* start TEXT SHOWN *

Each file has the following sheet/tab names : home, office & school.
The code below generates the 3 xlsx files ( you can copy + paste and run to generate the excel files)
##############################Generating the data for Rob_schedule.xlsx########################
import pandas as pd
import numpy as np
df= {
'Date':[10232020,10242020,10252020,10262020],
'Class':['AP_Bio','AP_Chem','Physics','History'],
'Period':[3,1,2,4]}
school = pd.DataFrame(df,columns = ['Date','Class','Period'])
school
df2= {
'Date':[10232020,10242020,10252020,10262020],
'Meeting':['MQ1','MQ6','MQ2','MQ8'],
'Lunch':[1,1,1,3],
'code':['java','python','C','C++']}
office = pd.DataFrame(df2,columns = ['Date','Meeting','Lunch','code'])
office
df3= {
'cooking':['C','B','D','B'],
'Laundry':['color','white','White','color'],
'cleaning':['balcony','garage','restroom','bathroom']}
home = pd.DataFrame(df3,columns = ['cooking','Laundry','cleaning'])
home
import pandas as pd
#initialze the excel writer
writer = pd.ExcelWriter('Rob_schedule.xlsx', engine='xlsxwriter')
#store your dataframes in a dict, where the key is the sheet name you want
frames = {'home':home, 'office':office,
'school':school}
#now loop thru and put each on a specific sheet
for sheet, frame in frames.items():
frame.to_excel(writer, sheet_name = sheet,index = False)
#critical last step
writer.save()
################################ generating Mike_schedule.xlsx###################################
import pandas as pd
import numpy as np
df= {
'Date':[10232020,10242020,10252020,10262020],
'Class':['AP_Bio','AP_Chem','Physics','History'],
'Period':[3,1,2,4]}
school = pd.DataFrame(df,columns = ['Date','Class','Period'])
school
df2= {
'Date':[10232020,10242020,10252020,10262020],
'Meeting':['MQ1','MQ2','MQ4','MQ5'],
'Lunch':[1,1,1,3],
'code':['javascript','R','C','C++']}
office = pd.DataFrame(df2,columns = ['Date','Meeting','Lunch','code'])

* end TEXT SHOWN *
* start RECORDS PROVIDED *

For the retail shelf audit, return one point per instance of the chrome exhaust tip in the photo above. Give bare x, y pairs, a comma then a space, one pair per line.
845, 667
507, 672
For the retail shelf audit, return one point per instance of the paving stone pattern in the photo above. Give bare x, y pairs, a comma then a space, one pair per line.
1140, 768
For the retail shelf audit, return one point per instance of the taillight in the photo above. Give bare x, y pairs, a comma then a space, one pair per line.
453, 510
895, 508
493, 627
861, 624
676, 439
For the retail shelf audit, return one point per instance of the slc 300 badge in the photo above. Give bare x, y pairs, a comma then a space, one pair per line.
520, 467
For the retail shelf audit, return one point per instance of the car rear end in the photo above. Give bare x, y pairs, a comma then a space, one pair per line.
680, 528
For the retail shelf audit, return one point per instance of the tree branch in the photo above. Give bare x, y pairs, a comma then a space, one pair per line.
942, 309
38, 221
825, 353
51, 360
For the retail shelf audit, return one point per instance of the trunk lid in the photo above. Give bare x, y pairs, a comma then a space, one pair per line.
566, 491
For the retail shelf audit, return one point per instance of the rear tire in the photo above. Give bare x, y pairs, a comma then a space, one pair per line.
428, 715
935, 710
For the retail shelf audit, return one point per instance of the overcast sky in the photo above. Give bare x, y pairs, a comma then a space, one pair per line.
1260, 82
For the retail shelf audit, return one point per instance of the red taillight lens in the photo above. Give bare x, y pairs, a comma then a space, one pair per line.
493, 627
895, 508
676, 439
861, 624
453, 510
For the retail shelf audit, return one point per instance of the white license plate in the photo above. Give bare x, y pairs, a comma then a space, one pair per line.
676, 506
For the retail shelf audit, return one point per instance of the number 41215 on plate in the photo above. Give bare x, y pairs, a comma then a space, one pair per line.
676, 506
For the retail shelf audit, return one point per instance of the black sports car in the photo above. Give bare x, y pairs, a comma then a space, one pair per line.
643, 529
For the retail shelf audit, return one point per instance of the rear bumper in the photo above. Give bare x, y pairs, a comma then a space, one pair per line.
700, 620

* end RECORDS PROVIDED *

--- PROBLEMS TO WORK ON ---
a – Answer these from the text about generating Excel schedule files:
(i) What sheet names does each file have?
(ii) Which engine is passed to pd.ExcelWriter?
(iii) What values appear under 'code' in the data for Mike_schedule.xlsx?
b – Retype everything in the text about generating Excel schedule files from "#store your dataframes" down to "sheet,index = False)".
This material has no connection to the text about generating Excel schedule files.

--- OUTPUTS FOR THE TASKS ---
a –
(i) home, office and school
(ii) xlsxwriter
(iii) javascript, R, C, C++

b –
#store your dataframes in a dict, where the key is the sheet name you want
frames = {'home':home, 'office':office,
'school':school}
#now loop thru and put each on a specific sheet
for sheet, frame in frames.items():
frame.to_excel(writer, sheet_name = sheet,index = False)